_What you will do_
Write out the full set of records exactly. Any pictures in them do not belong in the copy.

_Provided data_
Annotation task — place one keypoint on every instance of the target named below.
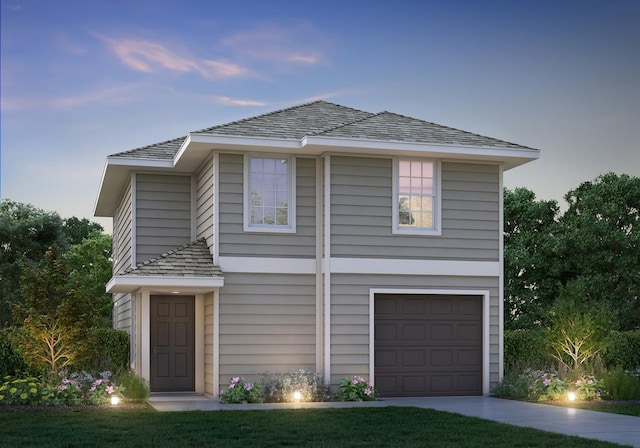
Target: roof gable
(190, 260)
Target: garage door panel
(435, 350)
(413, 332)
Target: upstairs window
(269, 195)
(416, 200)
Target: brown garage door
(428, 345)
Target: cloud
(295, 45)
(237, 102)
(112, 95)
(148, 57)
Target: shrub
(21, 391)
(280, 388)
(526, 348)
(11, 362)
(620, 385)
(624, 350)
(105, 349)
(133, 387)
(356, 388)
(542, 386)
(514, 385)
(241, 391)
(79, 389)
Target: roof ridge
(165, 255)
(442, 126)
(172, 140)
(359, 120)
(266, 114)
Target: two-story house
(317, 237)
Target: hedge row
(107, 349)
(528, 348)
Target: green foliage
(76, 230)
(624, 350)
(241, 391)
(579, 329)
(541, 385)
(26, 233)
(279, 388)
(21, 391)
(356, 388)
(526, 348)
(530, 283)
(601, 243)
(133, 387)
(595, 242)
(620, 385)
(90, 268)
(11, 362)
(104, 349)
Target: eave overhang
(163, 284)
(198, 146)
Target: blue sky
(84, 79)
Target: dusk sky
(84, 79)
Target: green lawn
(353, 427)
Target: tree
(579, 328)
(90, 268)
(50, 316)
(530, 280)
(25, 234)
(77, 230)
(600, 244)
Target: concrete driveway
(578, 422)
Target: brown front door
(428, 345)
(172, 343)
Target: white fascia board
(243, 143)
(511, 157)
(130, 283)
(381, 266)
(132, 162)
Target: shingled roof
(321, 118)
(190, 260)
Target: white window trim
(248, 227)
(437, 212)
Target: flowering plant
(588, 388)
(23, 391)
(241, 391)
(546, 386)
(356, 388)
(82, 389)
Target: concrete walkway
(579, 422)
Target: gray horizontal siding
(163, 214)
(204, 202)
(350, 316)
(123, 232)
(361, 213)
(234, 241)
(267, 324)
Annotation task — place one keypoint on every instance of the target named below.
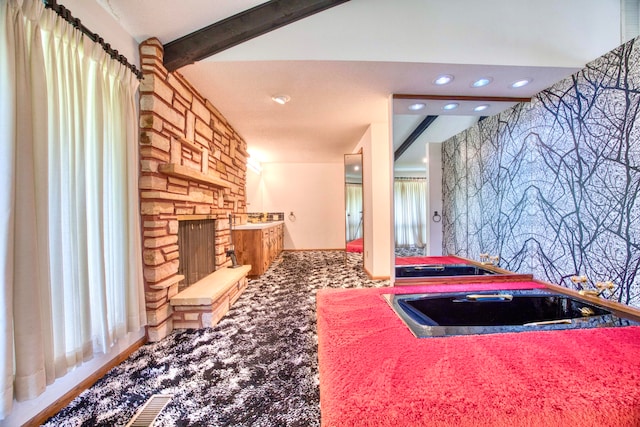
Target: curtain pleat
(70, 247)
(354, 211)
(410, 204)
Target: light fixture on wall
(443, 79)
(281, 99)
(254, 165)
(483, 81)
(520, 83)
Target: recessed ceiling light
(281, 99)
(417, 106)
(482, 82)
(443, 79)
(520, 83)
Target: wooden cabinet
(258, 245)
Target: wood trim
(419, 130)
(461, 98)
(617, 308)
(64, 400)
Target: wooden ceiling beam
(239, 28)
(424, 124)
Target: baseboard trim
(65, 399)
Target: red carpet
(373, 372)
(355, 245)
(414, 260)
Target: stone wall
(193, 166)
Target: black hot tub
(424, 270)
(470, 313)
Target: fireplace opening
(196, 248)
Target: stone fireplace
(196, 250)
(192, 168)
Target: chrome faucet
(486, 259)
(600, 286)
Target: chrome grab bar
(481, 297)
(549, 322)
(429, 267)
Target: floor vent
(148, 413)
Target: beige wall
(314, 192)
(376, 189)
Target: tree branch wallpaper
(552, 186)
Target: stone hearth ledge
(205, 302)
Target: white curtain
(410, 211)
(70, 239)
(354, 211)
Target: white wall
(254, 191)
(98, 20)
(314, 192)
(434, 197)
(376, 188)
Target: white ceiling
(341, 66)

_Finished exercise_
Annotation task — place one keypoint on every instance of the target named below.
Target: roof gable
(190, 260)
Target: garage door panel
(435, 350)
(413, 332)
Target: upstairs window
(269, 195)
(416, 200)
Target: brown garage door
(428, 345)
Target: cloud
(295, 45)
(237, 102)
(112, 95)
(148, 57)
Target: shrub
(21, 391)
(280, 388)
(526, 348)
(11, 362)
(620, 385)
(624, 350)
(105, 349)
(133, 387)
(356, 388)
(542, 386)
(514, 385)
(241, 391)
(79, 389)
Target: roof ridge
(165, 255)
(442, 126)
(172, 140)
(359, 120)
(266, 114)
Target: two-story house
(317, 237)
Target: hedge row
(107, 349)
(528, 348)
Target: green foliage
(76, 230)
(624, 350)
(241, 391)
(579, 329)
(541, 385)
(26, 233)
(279, 388)
(21, 391)
(356, 388)
(526, 348)
(530, 283)
(601, 243)
(133, 387)
(595, 242)
(620, 385)
(90, 268)
(11, 362)
(104, 349)
Target: eave overhang
(163, 284)
(198, 146)
Target: blue sky
(84, 79)
Target: dusk sky
(84, 79)
Target: green lawn
(353, 427)
Target: tree
(579, 328)
(90, 268)
(50, 316)
(530, 280)
(25, 234)
(77, 230)
(600, 244)
Target: concrete driveway
(578, 422)
Target: brown front door
(428, 345)
(172, 343)
Target: white fascia board
(243, 143)
(511, 157)
(130, 283)
(381, 266)
(132, 162)
Target: shingled roof
(321, 118)
(190, 260)
Target: white window trim
(248, 227)
(437, 212)
Target: flowering plant
(588, 388)
(23, 391)
(241, 391)
(546, 386)
(356, 388)
(82, 389)
Target: concrete walkway
(579, 422)
Target: gray horizontal siding
(163, 214)
(204, 202)
(350, 316)
(123, 232)
(361, 213)
(234, 241)
(267, 324)
Annotation task — place one keypoint on every instance of the target named below.
Target: curtain pleat
(70, 247)
(354, 211)
(410, 204)
Target: light fixture on wall
(443, 79)
(281, 99)
(254, 165)
(483, 81)
(520, 83)
Target: recessed ceiling light
(281, 99)
(417, 106)
(482, 82)
(443, 79)
(520, 83)
Target: wooden cabinet
(258, 245)
Target: wood trim
(419, 130)
(461, 98)
(617, 308)
(64, 400)
Target: wooden ceiling beam
(239, 28)
(424, 124)
Target: baseboard trim
(65, 399)
Target: red carpet
(373, 372)
(355, 245)
(414, 260)
Target: stone wall
(193, 166)
Target: black hot tub
(424, 270)
(470, 313)
Target: fireplace opening
(196, 248)
Target: stone fireplace
(196, 250)
(192, 168)
Target: chrome faucet
(486, 259)
(600, 286)
Target: chrome grab bar
(481, 297)
(549, 322)
(429, 267)
Target: floor vent
(148, 413)
Target: beige wall
(314, 192)
(376, 189)
Target: tree branch wallpaper
(552, 186)
Target: stone hearth ledge
(205, 302)
Target: white curtain
(410, 211)
(70, 239)
(354, 211)
Target: white wall
(254, 191)
(98, 20)
(314, 192)
(434, 197)
(376, 188)
Target: white ceiling
(341, 66)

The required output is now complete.